In the forum thread about a boat's rectifier and tachometer, copy word for word the passage that begins with the words containing "If the battery" and ends with "ground at times.".

### Quoted text:
>> Begin

It is not always obvious to the eye when a rectifier is fried. 

If the battery is reading 13.0-13.5 V when the motor is running at idle, and 13.8-14.2V when the motor is running at >75% throttle it should be good. 

If the Voltage goes above 14.5 V at any point in time, or if your Voltage drops off from the >13.5 when running at 75% throttle, then it is likely bad. When rectifiers start to go bad, they usually still work intermittently.

I can't say whether it is the rectifier or not though. I haven't come across the rpm issue described. I wonder if your rectifier is losing its ground at times.


----------



## ajhallfr (Jan 1, 2014)

Final update: it appears that the problem was a bad tachometer. I replaced the old one (the original, produced in 94 based on the stamp on the side) with a new one and fired up the engine. It appears to work on idle. Hopefully I'll be able to get the boat out and give it a real test soon. The other test is seeing if my second rate wiring holds up as well.

Thanks to everyone that helped me out with this!


----------



## kroppe (May 7, 2000)

Congrats. Please post the result on the water at speed. My tachometer is flaky at high rpm, but works fine at idle. I have done a once-through of the wiring, and it all looks good. I may need to replace the tach also.


----------



## ESOX (Nov 20, 2000)

kroppe said:


> Congrats. Please post the result on the water at speed. My tachometer is flaky at high rpm, but works fine at idle. I have done a once-through of the wiring, and it all looks good. I may need to replace the tach also.


My tachometer isnt worth a crap, hasn't been for years.. But I have no desire to replace it. I know I'm propped properly. The rest is nonsense to me. If I ever need to reprop and they dont make this exact one anymore, I'll fix the tach.


----------



## ajhallfr (Jan 1, 2014)

ESOX said:


> My tachometer isnt worth a crap, hasn't been for years.. But I have no desire to replace it. I know I'm propped properly. The rest is nonsense to me. If I ever need to reprop and they dont make this exact one anymore, I'll fix the tach.


LoL, I had some spare time and needed something to do. I spent the end of March and April fixing a snowmobile that wasn't broke. I like to tinker, it's the only way I can learn something new.


----------



## CrawlerHarness (Dec 9, 2017)

>> End

### Given records:

>> Begin

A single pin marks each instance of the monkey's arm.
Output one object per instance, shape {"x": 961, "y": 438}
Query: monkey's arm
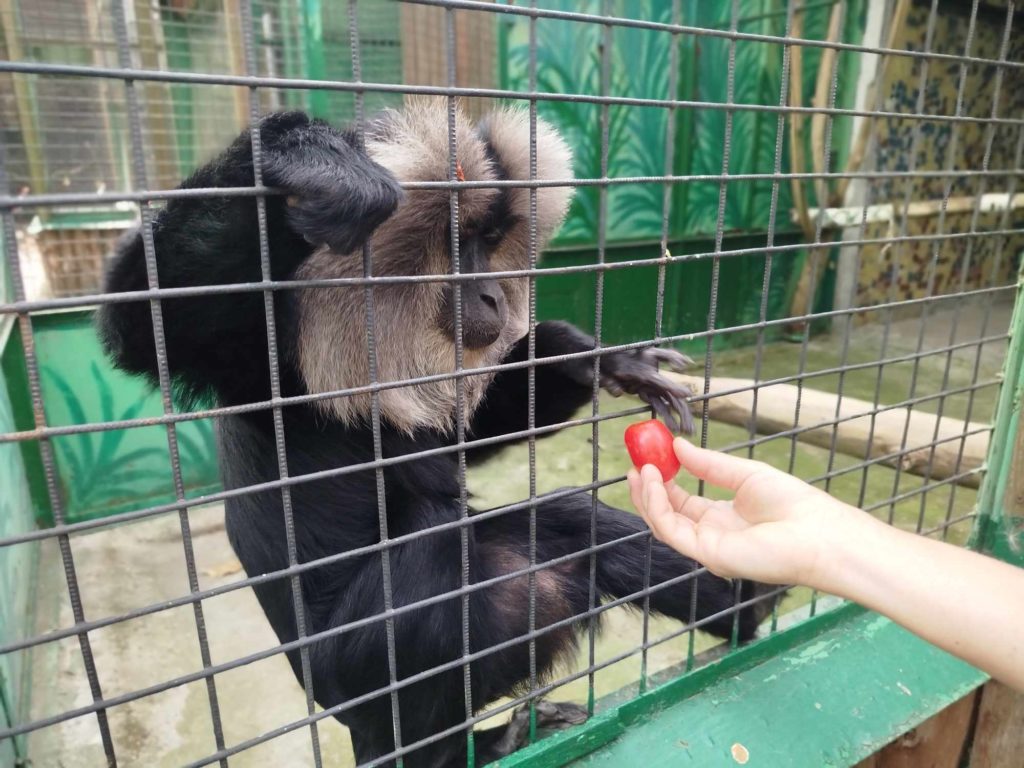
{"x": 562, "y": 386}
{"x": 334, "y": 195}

>> End

### Answer for the task:
If the battery is reading 13.0-13.5 V when the motor is running at idle, and 13.8-14.2V when the motor is running at >75% throttle it should be good. 

If the Voltage goes above 14.5 V at any point in time, or if your Voltage drops off from the >13.5 when running at 75% throttle, then it is likely bad. When rectifiers start to go bad, they usually still work intermittently.

I can't say whether it is the rectifier or not though. I haven't come across the rpm issue described. I wonder if your rectifier is losing its ground at times.